• _LIST OF TASKS_:
1. Answer these questions using the repair thread:
(a) At which place are the seals and bearings already in the cart?
(b) What did the first writer notice about the wheel after hearing the bearing go out?
(c) How long must the second writer wait before the other H-Joint is replaced?
2. In the repair thread, why does the first writer believe the inner bearing is the part that failed?

**** SOURCE TEXT ****

Seals and bearings are already in the cart at Messick's, I'm just waiting to call them in the morning and make sure they will fit my model RTV 900.

I also plan to check the outer axle end to make sure it's not buggered up, but I think it's the inner bearing that bit the dust; I heard it go out a couple days ago, after that I noticed the wheel was cocked.

How can I tell if I need to change out the u-joints?

Thanks for your patience for those that have done this before and is now old hat!!!!
 
Well, I had to replace one of the rear H-Joints on this 1948 unit--a real clunker. Now I have to wait three months for the other one to be replaced, because the "mechanic" wants the left one to function perfectly before cutting into me again. Everything went well, but I must stay away from my Kubota for quite a while, or I could mess something up in my left H-Joint only by trying to hoist my carcass up into the driver's seat. I can't complain, though. I am grateful that the technology that I needed twice to reopen and keep open my coronary arteries already existed, and that H-Joint replacements are about as common and simple as appendectomies today...

**** INFORMATION SHOWN ****

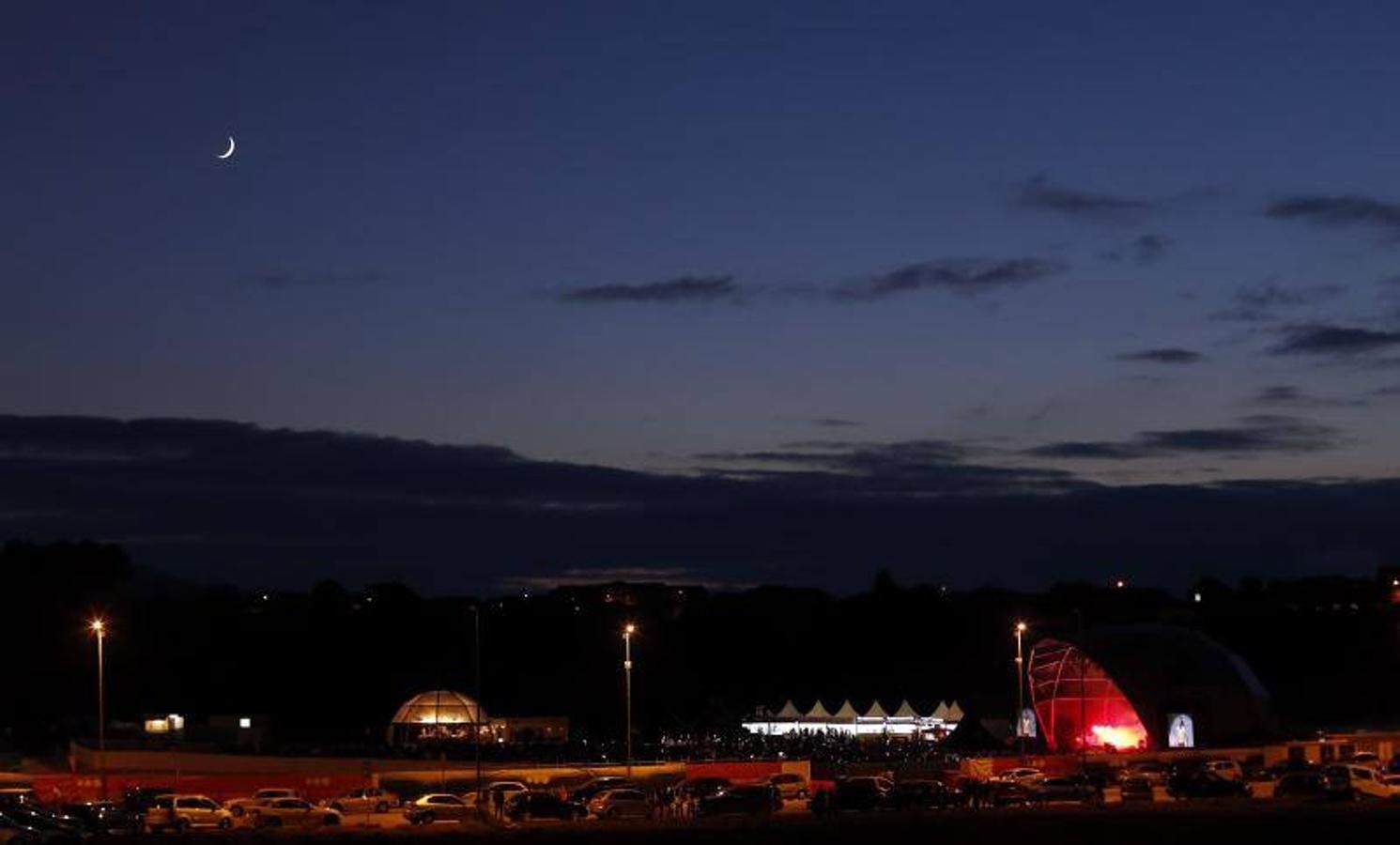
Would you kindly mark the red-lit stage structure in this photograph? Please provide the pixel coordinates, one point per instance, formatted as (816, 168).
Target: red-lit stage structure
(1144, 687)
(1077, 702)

****

• _ANSWERS BY TASK_:
1.
(a) At Messick's.
(b) The wheel was cocked.
(c) Three months.

2. The writer heard the bearing go out a couple of days earlier. After that, the wheel was visibly cocked.